◆ DIRECTIONS ◆
1 – Using the Palikhata passage, explain why the incident involving investigator Andrei Grivtsov drew so much attention in Russia. Answer in one to three sentences.
2 – Please pull out the portion of the Palikhata passage between "Vladimir Palikhata was" and "raising three children.", inclusive, copying it word for word.

◆ GIVEN PASSAGE ◆

Between 1991 and 1993, Palikhata worked as a line manager and forwarding agent for a trading and purchasing cooperative. In 1993, he became an independent trader on the Russian Commodity and Resource Exchange (RSTB) and the Moscow Commodity Exchange (MTB), Russia's two largest commodity exchanges in the early- and mid-1990's.

Palikhata received a degree in Business Competitiveness Management from the Moscow State Academy of Business Administration.

== Entrepreneurial activities ==

Vladimir Palikhata consolidated electrical engineering assets (including manufacturing of low-voltage switches, electrical components, generators and engines) in Russia and Ukraine, uniting them into Rosenergomash Group, which he managed himself.

Vladimir Palikhata's complaint of attempted extortion led to arrest of a Russian Prosecutor General’s Office investigator Andrei Grivtsov. The investigator allegedly tried to extort a US$15 million bribe from Palikhata in exchange for dropping criminal charges for illegal corporate raiding (the Moscow City Court released Grivtsov in February on bail). The record amount of alleged extortion ensured that the incident had a very high profile in Russia.

== Philanthropy and public work ==
Russian Olympic Committee President Leonid Tyagachev and Vladimir Palikhata, in his capacity as President of Rosenergomash Group, signed an agreement in October 2007 making Rosenergomash a General Sponsor of the Russian Olympic Committee.

President of the Russian Rhythmic Gymnastics Federation Irina Viner and Rosenergomash Group President Vladimir Palikhata signed a partnership agreement in March 2009. Irina Viner proposed that all financial assistance should go directly to the young girl gymnasts who were just starting out in the Big Sport.

President of Kalmykia Republic Kirsan Ilyumzhinov and Rosenergomash Group President Vladimir Palikhata signed an agreement to provide charitable aid on 1 June 2009, the International Day for Protection of Children. The agreement provides for sending underprivileged children of Kalmykia to Orlenok children's resort camp, which stands on the shore of the Sea of Azov in Kherson Region (Ukraine) and is controlled by Rosenergomash.

Vladislav Tretyak and Rosenergomash President Vladimir Palikhata agreed on a long-term partnership program on 6 July 2009. Under this arrangement, Rosenergomash became a sponsor and founder of special prizes for 2009 Challenge Cup children's international hockey tournament which was held in Moscow from August 7 through 11, 2009.

At a March 2010 press conference called to announce nominees for the 2009 Nika Russian National Cinematographic Award, a newly signed agreement between Nika Award (signed by the Award's founder and untiring organizer Yuli Gusman) and Rosenergomash Group (signed by the Group's President Vladimir Palikhata) was announced. The agreement, which came into effect from July 2009, made Rosenergomash Group an official partner of the national cinematographic Nika Award, and the Group pledged to assist the award organizers in every possible way.

Vladimir Palikhata is a co-publisher of Our Heritage («Наше наследие» (“Nashe Nasledie”)) Magazine. He also became one of the founders of an eponymous Nashe Nasledie Charitable Foundation in 2012. The new foundation's first event in April 2012 was an Evening of Chess at the Central Literary Author's House, as part of a renewed tradition. Guests of honor at the event included Soviet president Mikhail Gorbachev, Advisor to the Russian president Arkady Dvorkovich, People's Artist of Russia actor and director Stanislav Govorukhin, movie director Yuli Gusman, former lawmaker and radio host Alexei Mitrofanov, politician and FIDE president Kirsan Ilyumzhinov and other notable persons. Evening of Chess events are expected to become regularly recurring.

Vladimir Palikhata was elected president of the Moscow Chess Federation (MCF) on 12 May 2012. In a savvy move to promote the federation, he arranged for competition chess sets to be sent to the mayors of Moscow's 86 twin cities – national capitals and regional cities around the world – as an International Chess Day gift. His cover letter to the Mayors “extolled the virtues and benefits of chess – "a wise and ancient game," which, according to the release, can "help reduce stress associated with managing a city" and "bring pleasure".

==Personal life==

He is married and raising three children.

◆ Collected data entries ◆
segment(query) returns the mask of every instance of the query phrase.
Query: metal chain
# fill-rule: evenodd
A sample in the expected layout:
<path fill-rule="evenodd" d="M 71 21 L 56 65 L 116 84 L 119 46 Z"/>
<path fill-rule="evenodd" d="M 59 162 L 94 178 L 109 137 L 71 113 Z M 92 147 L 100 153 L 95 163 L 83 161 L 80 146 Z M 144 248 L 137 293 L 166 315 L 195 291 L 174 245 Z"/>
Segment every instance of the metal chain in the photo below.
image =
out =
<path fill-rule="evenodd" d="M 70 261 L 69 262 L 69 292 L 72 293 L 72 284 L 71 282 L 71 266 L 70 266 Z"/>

◆ OUTPUTS IN ORDER ◆
1 – The incident had a very high profile in Russia because of the record size of the alleged extortion. Grivtsov allegedly tried to extort a US$15 million bribe from Palikhata in exchange for dropping criminal charges.

2 –
Vladimir Palikhata was elected president of the Moscow Chess Federation (MCF) on 12 May 2012. In a savvy move to promote the federation, he arranged for competition chess sets to be sent to the mayors of Moscow's 86 twin cities – national capitals and regional cities around the world – as an International Chess Day gift. His cover letter to the Mayors “extolled the virtues and benefits of chess – "a wise and ancient game," which, according to the release, can "help reduce stress associated with managing a city" and "bring pleasure".

==Personal life==

He is married and raising three children.